- [Exercise aim]: Every line below that holds the word "written" counts once; please tally them and give only the total.

- [Data supplied]:
_____

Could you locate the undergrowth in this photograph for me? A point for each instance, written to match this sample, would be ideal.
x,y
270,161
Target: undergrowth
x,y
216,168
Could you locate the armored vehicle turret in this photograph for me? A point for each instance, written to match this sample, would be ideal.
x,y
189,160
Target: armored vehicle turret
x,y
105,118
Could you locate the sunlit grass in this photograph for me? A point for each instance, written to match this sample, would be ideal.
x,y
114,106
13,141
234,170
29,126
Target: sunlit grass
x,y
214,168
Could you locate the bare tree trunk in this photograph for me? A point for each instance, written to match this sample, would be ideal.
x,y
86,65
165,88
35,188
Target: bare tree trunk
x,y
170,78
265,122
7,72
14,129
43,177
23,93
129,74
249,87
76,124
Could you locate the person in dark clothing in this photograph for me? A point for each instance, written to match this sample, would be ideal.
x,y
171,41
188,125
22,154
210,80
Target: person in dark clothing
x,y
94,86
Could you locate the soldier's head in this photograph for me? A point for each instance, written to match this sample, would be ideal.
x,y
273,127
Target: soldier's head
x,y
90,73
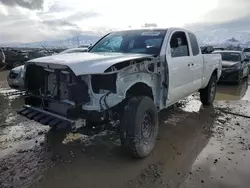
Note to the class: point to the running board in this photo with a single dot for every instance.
(46, 118)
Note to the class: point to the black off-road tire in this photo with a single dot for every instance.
(207, 94)
(139, 126)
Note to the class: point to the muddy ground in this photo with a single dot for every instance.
(196, 147)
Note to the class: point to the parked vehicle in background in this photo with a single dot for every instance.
(85, 46)
(234, 66)
(122, 83)
(74, 50)
(2, 58)
(15, 58)
(247, 53)
(15, 78)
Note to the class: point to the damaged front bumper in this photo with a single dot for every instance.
(48, 118)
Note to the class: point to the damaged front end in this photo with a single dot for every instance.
(60, 98)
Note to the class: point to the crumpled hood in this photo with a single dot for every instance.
(229, 63)
(87, 63)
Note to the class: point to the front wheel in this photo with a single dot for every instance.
(207, 94)
(139, 126)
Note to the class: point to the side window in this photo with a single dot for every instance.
(194, 44)
(179, 45)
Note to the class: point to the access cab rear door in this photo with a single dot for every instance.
(184, 67)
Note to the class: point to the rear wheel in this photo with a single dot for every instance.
(139, 126)
(207, 94)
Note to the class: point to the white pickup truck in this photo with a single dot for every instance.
(124, 80)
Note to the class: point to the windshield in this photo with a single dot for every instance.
(230, 56)
(140, 41)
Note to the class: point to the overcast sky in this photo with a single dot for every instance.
(37, 20)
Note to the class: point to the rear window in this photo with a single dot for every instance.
(194, 44)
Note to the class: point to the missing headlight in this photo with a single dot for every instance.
(103, 82)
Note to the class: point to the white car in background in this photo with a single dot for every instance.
(15, 76)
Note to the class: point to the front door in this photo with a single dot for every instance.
(179, 63)
(196, 62)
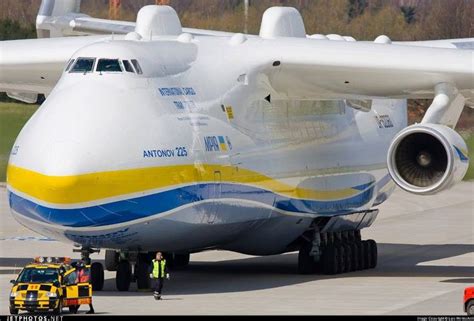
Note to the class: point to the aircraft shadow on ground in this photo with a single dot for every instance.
(259, 273)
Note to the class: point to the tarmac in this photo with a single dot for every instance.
(426, 259)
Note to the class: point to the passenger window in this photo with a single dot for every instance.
(108, 65)
(69, 65)
(83, 65)
(137, 66)
(128, 66)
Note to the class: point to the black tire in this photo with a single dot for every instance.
(373, 254)
(97, 276)
(367, 255)
(362, 260)
(306, 264)
(355, 256)
(330, 260)
(347, 258)
(142, 275)
(111, 260)
(74, 309)
(59, 309)
(470, 309)
(124, 276)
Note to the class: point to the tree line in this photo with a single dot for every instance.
(362, 19)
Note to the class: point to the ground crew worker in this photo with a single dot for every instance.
(82, 276)
(158, 273)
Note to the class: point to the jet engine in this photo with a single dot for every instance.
(427, 159)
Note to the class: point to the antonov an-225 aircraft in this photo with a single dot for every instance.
(158, 137)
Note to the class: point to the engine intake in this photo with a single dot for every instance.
(427, 159)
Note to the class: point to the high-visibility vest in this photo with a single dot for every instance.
(159, 268)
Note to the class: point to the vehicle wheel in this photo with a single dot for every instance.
(306, 264)
(59, 309)
(355, 256)
(74, 309)
(142, 274)
(470, 309)
(124, 276)
(373, 254)
(97, 276)
(111, 260)
(330, 260)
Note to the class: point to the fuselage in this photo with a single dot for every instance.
(195, 153)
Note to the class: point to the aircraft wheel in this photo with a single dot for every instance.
(367, 255)
(124, 276)
(142, 274)
(347, 262)
(97, 276)
(330, 260)
(306, 264)
(355, 256)
(111, 260)
(373, 254)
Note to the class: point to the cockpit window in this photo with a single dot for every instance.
(83, 65)
(128, 66)
(108, 65)
(69, 64)
(137, 66)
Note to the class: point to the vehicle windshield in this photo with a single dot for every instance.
(38, 276)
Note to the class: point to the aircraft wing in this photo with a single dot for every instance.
(34, 66)
(318, 69)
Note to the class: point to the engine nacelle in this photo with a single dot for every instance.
(427, 159)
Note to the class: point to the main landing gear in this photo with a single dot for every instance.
(337, 253)
(135, 267)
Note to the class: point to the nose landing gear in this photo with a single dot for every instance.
(96, 270)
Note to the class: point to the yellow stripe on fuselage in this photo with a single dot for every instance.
(68, 190)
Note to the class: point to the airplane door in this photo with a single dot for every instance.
(215, 191)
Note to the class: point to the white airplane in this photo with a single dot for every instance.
(157, 137)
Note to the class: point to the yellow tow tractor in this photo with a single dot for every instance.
(50, 284)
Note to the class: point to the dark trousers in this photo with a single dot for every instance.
(158, 285)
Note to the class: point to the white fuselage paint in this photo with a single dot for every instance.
(191, 96)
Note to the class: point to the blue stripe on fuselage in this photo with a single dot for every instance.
(142, 207)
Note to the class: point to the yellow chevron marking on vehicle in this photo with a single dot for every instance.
(66, 190)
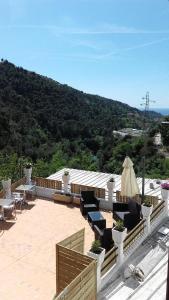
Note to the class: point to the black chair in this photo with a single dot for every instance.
(88, 202)
(104, 235)
(129, 213)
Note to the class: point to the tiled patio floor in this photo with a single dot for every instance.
(27, 248)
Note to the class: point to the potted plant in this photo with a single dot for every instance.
(111, 184)
(146, 208)
(65, 178)
(119, 233)
(165, 190)
(6, 184)
(98, 253)
(28, 172)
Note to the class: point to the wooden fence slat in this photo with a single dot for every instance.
(152, 199)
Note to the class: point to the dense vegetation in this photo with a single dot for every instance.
(54, 125)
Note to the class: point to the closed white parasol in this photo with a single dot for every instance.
(129, 185)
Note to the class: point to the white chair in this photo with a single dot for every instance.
(18, 199)
(8, 210)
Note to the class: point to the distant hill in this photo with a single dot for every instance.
(37, 112)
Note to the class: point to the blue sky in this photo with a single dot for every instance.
(115, 48)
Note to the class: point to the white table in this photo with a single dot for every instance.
(25, 188)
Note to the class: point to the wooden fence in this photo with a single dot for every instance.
(77, 188)
(152, 199)
(48, 183)
(109, 260)
(133, 235)
(157, 210)
(14, 186)
(75, 272)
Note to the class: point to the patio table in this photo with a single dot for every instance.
(5, 202)
(96, 218)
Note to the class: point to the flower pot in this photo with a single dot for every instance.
(118, 236)
(66, 179)
(146, 211)
(28, 173)
(7, 187)
(99, 257)
(110, 185)
(165, 194)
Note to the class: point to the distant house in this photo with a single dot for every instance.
(128, 131)
(157, 139)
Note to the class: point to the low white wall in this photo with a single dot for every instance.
(114, 272)
(45, 192)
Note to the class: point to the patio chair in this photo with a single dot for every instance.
(129, 213)
(104, 235)
(88, 202)
(18, 199)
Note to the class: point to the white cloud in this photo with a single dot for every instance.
(105, 29)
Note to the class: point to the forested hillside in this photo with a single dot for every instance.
(54, 125)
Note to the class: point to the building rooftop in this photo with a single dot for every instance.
(27, 248)
(99, 179)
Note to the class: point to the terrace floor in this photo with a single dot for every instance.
(27, 248)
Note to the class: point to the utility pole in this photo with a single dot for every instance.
(146, 110)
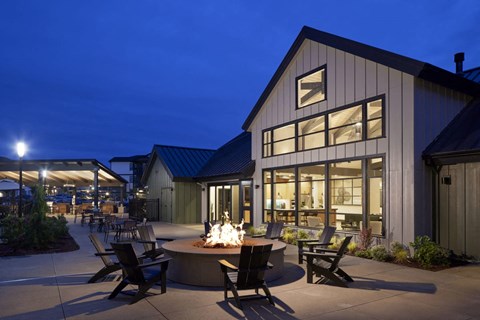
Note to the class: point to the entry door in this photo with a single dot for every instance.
(246, 202)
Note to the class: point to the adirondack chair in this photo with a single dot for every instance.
(274, 231)
(134, 273)
(249, 274)
(325, 265)
(315, 245)
(110, 265)
(149, 241)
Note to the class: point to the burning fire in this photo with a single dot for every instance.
(226, 236)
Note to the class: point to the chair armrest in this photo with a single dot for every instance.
(314, 244)
(99, 254)
(225, 264)
(155, 262)
(319, 255)
(258, 235)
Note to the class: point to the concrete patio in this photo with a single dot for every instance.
(53, 286)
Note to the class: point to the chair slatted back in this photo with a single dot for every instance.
(128, 260)
(340, 253)
(100, 249)
(252, 265)
(327, 234)
(147, 234)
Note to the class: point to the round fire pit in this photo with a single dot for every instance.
(199, 266)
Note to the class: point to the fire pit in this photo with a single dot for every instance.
(198, 266)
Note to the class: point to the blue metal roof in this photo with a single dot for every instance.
(233, 159)
(460, 140)
(182, 162)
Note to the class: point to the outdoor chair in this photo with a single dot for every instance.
(325, 265)
(249, 274)
(316, 245)
(274, 231)
(143, 275)
(149, 241)
(110, 265)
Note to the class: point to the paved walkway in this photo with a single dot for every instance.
(53, 286)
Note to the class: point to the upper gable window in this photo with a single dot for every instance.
(311, 87)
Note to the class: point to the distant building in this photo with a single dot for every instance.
(131, 169)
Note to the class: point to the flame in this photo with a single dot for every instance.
(226, 235)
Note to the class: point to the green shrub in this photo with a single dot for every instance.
(399, 251)
(366, 238)
(429, 253)
(363, 254)
(380, 253)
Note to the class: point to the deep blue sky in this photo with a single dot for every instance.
(99, 79)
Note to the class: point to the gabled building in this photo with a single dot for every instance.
(131, 169)
(338, 136)
(169, 176)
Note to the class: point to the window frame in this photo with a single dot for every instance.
(298, 78)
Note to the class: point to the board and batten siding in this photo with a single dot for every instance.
(350, 79)
(435, 107)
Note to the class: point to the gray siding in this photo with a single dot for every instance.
(408, 110)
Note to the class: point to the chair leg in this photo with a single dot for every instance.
(117, 289)
(268, 294)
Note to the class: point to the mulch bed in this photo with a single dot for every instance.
(65, 244)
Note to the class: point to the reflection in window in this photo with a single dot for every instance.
(311, 88)
(375, 195)
(311, 133)
(345, 125)
(374, 119)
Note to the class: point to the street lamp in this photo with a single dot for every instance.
(21, 148)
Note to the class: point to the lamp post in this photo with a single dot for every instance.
(21, 148)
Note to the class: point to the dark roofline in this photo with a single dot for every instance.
(402, 63)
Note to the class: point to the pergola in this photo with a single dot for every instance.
(63, 172)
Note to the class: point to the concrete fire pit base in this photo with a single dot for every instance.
(199, 266)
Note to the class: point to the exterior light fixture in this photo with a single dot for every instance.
(21, 150)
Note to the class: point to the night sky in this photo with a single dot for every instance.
(100, 79)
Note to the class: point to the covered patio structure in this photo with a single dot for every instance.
(71, 173)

_____

- [Solved problem]: 6